WHAT NEEDS TO BE DONE:
Extract verbatim the lines of the data below, starting with the line that contains "Task: tag every instance of the green grass" and continuing through the final line of the data.
+-------+
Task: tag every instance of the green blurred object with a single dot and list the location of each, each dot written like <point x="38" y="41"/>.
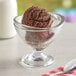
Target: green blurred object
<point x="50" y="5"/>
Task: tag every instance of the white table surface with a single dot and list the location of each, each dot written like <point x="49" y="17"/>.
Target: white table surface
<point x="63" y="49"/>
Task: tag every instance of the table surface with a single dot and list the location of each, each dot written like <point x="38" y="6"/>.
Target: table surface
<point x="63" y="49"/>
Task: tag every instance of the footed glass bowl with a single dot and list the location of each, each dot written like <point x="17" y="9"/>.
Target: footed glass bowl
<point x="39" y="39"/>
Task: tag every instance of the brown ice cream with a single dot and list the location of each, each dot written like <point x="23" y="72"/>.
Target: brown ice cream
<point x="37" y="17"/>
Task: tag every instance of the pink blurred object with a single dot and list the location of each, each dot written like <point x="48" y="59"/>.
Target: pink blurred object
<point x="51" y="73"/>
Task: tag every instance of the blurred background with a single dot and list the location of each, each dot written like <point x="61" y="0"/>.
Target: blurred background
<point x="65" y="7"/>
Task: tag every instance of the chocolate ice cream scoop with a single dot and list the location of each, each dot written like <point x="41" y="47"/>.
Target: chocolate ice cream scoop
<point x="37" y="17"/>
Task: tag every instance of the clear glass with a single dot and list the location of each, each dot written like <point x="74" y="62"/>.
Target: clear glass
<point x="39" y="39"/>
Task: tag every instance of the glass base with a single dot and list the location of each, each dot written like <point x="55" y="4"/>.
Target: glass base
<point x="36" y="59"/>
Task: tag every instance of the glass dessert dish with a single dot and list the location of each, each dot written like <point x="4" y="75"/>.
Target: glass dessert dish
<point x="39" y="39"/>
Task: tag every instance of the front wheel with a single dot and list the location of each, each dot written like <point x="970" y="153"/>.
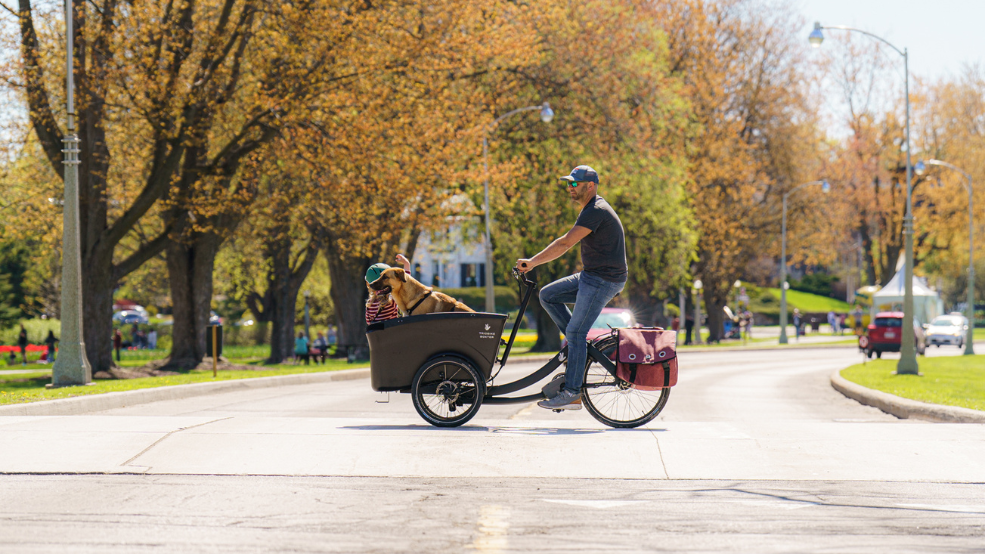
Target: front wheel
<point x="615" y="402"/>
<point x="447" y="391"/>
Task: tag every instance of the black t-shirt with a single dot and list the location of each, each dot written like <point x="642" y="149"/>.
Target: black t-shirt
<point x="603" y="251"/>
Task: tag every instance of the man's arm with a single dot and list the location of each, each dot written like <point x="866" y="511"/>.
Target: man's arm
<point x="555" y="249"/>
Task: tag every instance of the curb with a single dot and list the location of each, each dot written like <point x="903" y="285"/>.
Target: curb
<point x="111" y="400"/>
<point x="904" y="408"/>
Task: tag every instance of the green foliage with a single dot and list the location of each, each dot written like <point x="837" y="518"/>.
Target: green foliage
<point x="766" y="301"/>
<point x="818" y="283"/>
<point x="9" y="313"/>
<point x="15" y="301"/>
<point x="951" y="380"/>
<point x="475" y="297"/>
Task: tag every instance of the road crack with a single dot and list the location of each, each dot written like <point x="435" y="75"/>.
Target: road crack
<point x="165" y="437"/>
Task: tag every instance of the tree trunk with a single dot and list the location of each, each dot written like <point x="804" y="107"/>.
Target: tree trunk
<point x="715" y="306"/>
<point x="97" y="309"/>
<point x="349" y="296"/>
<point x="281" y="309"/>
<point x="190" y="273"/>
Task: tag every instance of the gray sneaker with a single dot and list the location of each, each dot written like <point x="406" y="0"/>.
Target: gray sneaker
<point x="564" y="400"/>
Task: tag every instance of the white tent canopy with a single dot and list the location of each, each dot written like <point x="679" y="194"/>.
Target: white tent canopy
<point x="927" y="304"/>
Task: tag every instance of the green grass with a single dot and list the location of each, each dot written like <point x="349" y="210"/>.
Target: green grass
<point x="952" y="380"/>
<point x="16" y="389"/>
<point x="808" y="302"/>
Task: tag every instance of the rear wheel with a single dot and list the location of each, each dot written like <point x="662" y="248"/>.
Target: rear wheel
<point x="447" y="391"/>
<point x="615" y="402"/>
+-------+
TASK RESULT:
Task: tag every instance of the green grass with a single dot and list the location of each, each dot written like <point x="349" y="210"/>.
Target: green grass
<point x="952" y="380"/>
<point x="16" y="389"/>
<point x="808" y="302"/>
Task: tag every instance of the rear wheel with a single dot and list the location of each, each dot written like <point x="662" y="248"/>.
Target: rear wheel
<point x="447" y="391"/>
<point x="615" y="402"/>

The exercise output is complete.